## begin DOCUMENT
The race is accelerating now. Each day brings 20 new state polls and every media outlet in the country seems to be running a national tracking poll. Ad buys are being expanded, spinners are furiously spinning, and Ohio is tied; it’s nearing the end. It will surely get yet more rapid as Nov. 4th approaches – and I will surely never again attempt to watch Obama’s YouTube channel – so there ought to be a brief discussion of an interesting moment on the television screens this week.
Campbell Brown on CNN
I missed the race in 1984, the last one where female contenders played s major role, so perhaps I lack appropriate historical perspective. Maybe Carol Moseley-Braun’s legion defenders were discussing sexism as a media tool at every turn in 2004. However, the sheer volume of sexism charges leveled in this campaign has been interesting. Much of it has been political posturing (see: Palin, Sarah, media management). Some of the discussion, though, I think is going to stick.
## end DOCUMENT
PROBLEMS TO SOLVE
A. Name every person the campaign post mentions by name.
B. Answer these from the campaign post:
(i) How many new state polls does each day bring?
(ii) Which state is said to be tied?
(iii) In what year was the last race where female contenders played a major role?
C. Reproduce everything in the campaign post from "Campbell Brown on" down to "going to stick.".
The items that come next are separate material, not part of the campaign post.
## begin DATA LISTING
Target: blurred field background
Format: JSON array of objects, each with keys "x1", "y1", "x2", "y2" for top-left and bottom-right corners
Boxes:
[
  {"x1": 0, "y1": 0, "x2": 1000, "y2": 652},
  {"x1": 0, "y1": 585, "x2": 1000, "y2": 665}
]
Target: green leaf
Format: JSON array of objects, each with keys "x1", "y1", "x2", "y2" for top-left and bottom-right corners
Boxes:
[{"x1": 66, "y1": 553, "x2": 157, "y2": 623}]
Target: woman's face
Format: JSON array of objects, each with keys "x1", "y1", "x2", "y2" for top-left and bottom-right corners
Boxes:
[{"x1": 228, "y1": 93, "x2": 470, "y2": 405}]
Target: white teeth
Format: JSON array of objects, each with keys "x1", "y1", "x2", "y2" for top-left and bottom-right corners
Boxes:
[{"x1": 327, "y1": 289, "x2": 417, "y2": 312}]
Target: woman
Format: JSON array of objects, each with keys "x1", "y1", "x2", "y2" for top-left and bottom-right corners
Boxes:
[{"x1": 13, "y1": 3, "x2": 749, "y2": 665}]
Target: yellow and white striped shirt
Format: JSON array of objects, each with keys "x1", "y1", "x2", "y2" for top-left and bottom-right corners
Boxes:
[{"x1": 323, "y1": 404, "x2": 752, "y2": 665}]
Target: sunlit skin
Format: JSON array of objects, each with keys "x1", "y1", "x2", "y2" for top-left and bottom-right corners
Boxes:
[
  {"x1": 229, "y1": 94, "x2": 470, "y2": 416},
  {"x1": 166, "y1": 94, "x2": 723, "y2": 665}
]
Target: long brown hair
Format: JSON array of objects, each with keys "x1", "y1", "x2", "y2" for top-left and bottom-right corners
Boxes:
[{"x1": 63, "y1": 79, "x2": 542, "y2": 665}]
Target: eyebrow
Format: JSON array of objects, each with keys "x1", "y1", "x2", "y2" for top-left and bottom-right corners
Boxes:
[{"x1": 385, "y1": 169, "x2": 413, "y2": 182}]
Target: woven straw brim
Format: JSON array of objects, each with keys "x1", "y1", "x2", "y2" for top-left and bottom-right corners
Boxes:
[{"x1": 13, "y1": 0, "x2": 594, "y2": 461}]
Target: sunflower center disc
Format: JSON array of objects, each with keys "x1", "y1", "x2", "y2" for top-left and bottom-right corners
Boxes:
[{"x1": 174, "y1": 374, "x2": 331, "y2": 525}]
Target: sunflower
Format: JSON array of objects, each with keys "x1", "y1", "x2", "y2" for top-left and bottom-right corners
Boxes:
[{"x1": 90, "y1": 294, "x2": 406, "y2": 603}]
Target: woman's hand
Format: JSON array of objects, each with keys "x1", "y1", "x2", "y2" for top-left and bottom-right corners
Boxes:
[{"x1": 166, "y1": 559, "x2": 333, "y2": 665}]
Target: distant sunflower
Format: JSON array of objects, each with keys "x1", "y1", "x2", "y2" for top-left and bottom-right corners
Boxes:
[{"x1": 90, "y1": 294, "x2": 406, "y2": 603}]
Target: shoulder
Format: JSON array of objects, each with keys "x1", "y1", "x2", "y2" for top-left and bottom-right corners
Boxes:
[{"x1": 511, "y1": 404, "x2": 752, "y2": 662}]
## end DATA LISTING
## begin DATA LISTING
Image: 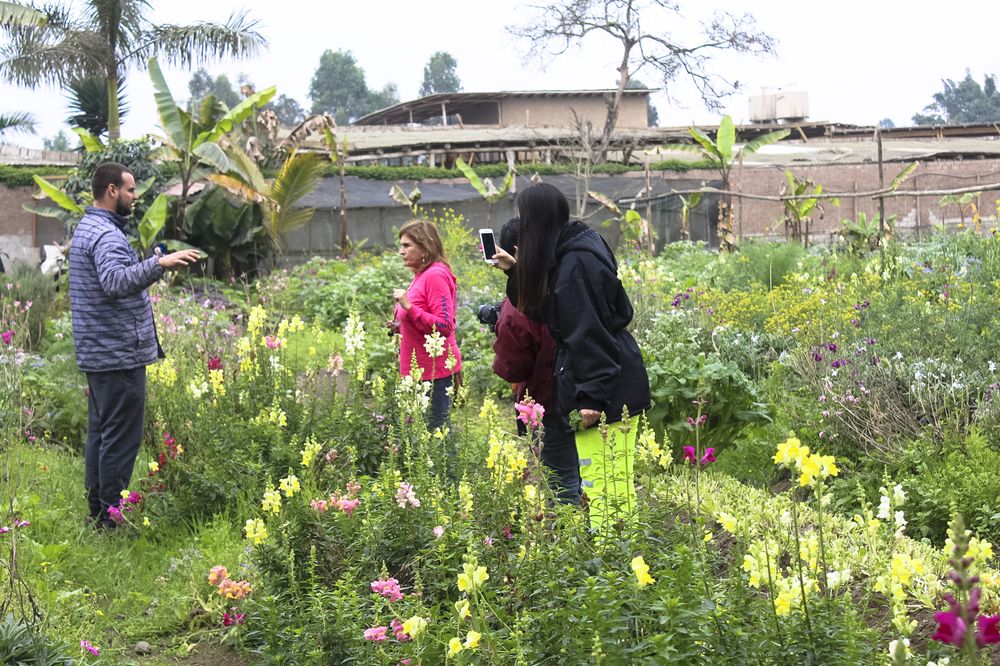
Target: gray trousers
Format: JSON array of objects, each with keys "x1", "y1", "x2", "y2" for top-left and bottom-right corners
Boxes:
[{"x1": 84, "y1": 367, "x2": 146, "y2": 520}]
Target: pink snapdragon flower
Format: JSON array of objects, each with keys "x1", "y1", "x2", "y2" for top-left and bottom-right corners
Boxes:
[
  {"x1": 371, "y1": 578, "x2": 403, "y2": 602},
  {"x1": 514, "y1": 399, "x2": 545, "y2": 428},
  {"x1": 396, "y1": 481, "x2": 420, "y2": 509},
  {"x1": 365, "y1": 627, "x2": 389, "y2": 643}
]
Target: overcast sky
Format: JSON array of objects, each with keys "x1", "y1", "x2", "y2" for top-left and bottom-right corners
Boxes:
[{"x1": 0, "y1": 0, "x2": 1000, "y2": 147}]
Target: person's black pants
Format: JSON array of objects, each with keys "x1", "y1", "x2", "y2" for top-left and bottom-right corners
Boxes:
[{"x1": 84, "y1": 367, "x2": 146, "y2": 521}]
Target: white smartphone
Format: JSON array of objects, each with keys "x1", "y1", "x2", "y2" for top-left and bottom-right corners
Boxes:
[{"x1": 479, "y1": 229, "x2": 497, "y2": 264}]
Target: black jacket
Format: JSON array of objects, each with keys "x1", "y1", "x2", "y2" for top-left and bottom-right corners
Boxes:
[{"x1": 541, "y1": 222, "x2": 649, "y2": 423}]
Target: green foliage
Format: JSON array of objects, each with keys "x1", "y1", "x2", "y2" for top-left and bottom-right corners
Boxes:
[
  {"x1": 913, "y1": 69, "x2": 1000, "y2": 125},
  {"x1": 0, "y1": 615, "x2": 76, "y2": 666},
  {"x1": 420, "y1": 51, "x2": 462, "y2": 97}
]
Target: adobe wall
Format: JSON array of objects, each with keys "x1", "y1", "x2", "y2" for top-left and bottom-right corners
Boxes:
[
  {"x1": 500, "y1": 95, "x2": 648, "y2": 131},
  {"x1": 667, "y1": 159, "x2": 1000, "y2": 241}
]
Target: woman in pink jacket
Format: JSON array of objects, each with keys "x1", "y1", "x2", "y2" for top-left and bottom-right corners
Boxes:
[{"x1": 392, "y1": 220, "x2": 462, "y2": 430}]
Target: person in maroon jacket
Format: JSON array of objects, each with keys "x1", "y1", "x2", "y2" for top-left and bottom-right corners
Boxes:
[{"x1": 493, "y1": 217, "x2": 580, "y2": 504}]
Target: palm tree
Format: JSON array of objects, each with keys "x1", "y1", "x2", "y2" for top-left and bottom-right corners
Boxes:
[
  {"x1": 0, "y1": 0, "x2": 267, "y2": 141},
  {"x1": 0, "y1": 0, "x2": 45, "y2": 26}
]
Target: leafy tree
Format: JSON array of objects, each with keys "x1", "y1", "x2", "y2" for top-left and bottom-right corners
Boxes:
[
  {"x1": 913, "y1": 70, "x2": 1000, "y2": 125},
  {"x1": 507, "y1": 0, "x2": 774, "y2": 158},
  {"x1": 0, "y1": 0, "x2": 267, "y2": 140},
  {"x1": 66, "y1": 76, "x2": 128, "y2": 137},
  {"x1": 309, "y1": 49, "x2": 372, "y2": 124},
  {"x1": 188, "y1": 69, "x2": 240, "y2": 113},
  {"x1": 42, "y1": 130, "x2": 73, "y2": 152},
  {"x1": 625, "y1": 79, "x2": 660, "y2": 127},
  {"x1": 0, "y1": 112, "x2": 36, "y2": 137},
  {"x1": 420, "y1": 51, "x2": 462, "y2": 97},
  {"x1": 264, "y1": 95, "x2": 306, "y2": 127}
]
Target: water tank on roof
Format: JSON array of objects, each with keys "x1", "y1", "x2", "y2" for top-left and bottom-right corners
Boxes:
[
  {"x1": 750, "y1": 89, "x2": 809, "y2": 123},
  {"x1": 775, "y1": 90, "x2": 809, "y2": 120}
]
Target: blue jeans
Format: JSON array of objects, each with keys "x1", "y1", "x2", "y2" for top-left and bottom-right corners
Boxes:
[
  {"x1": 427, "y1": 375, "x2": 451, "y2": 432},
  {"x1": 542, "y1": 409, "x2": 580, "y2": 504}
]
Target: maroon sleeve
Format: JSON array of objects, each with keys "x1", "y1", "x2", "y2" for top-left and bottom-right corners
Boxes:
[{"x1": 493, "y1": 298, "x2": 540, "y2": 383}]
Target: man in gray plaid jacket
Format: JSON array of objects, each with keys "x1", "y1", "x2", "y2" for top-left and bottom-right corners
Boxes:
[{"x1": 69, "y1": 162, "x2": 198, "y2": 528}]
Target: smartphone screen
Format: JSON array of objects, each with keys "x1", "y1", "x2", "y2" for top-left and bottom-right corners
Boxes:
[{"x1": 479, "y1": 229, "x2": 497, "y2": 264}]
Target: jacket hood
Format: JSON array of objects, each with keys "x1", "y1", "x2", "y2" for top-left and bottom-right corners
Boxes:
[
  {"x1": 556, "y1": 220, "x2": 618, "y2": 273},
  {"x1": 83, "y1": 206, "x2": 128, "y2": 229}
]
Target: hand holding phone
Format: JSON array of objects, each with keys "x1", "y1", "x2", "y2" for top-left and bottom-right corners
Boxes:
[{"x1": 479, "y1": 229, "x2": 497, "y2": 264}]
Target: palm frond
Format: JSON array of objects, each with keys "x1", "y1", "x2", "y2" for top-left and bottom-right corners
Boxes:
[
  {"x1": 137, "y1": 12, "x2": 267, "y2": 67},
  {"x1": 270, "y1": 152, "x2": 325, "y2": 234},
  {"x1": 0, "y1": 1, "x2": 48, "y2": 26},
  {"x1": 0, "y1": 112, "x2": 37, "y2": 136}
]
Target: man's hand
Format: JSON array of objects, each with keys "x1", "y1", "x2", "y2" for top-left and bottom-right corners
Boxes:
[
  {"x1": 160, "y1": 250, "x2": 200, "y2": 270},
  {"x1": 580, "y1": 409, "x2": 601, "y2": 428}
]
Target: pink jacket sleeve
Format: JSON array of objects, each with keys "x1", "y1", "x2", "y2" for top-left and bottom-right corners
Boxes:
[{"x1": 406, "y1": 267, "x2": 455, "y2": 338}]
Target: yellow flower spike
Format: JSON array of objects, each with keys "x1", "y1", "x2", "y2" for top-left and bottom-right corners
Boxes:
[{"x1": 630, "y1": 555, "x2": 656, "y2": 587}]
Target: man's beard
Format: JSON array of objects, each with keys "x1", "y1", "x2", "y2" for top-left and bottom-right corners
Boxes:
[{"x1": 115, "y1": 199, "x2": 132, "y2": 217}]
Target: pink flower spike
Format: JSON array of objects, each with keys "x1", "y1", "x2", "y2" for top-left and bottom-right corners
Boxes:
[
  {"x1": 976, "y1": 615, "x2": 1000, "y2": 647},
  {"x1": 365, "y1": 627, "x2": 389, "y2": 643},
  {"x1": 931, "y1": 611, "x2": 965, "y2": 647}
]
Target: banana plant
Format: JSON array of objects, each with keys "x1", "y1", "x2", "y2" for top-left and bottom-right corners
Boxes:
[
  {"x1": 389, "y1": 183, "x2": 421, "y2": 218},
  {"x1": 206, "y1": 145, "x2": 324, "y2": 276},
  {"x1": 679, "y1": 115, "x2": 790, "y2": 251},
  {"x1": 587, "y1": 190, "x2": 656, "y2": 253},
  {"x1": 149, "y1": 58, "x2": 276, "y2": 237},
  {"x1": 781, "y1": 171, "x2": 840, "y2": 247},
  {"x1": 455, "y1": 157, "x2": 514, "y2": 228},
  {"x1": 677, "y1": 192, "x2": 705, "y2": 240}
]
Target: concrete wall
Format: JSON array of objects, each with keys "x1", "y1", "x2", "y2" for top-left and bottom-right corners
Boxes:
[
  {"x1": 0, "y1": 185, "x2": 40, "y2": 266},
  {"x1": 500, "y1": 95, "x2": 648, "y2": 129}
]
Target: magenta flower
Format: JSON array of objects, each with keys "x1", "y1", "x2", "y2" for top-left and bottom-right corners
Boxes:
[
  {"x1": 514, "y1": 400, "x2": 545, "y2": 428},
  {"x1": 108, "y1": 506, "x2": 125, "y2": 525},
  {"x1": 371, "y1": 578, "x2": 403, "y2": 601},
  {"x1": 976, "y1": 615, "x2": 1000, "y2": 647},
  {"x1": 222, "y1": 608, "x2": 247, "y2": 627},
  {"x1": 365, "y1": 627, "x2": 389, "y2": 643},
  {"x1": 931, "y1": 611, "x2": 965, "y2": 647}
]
## end DATA LISTING
RESULTS OF THE TASKS
A. Obama, Campbell Brown, Carol Moseley-Braun, Sarah Palin

B.
(i) 20
(ii) Ohio
(iii) 1984

C.
Campbell Brown on CNN
I missed the race in 1984, the last one where female contenders played s major role, so perhaps I lack appropriate historical perspective. Maybe Carol Moseley-Braun’s legion defenders were discussing sexism as a media tool at every turn in 2004. However, the sheer volume of sexism charges leveled in this campaign has been interesting. Much of it has been political posturing (see: Palin, Sarah, media management). Some of the discussion, though, I think is going to stick.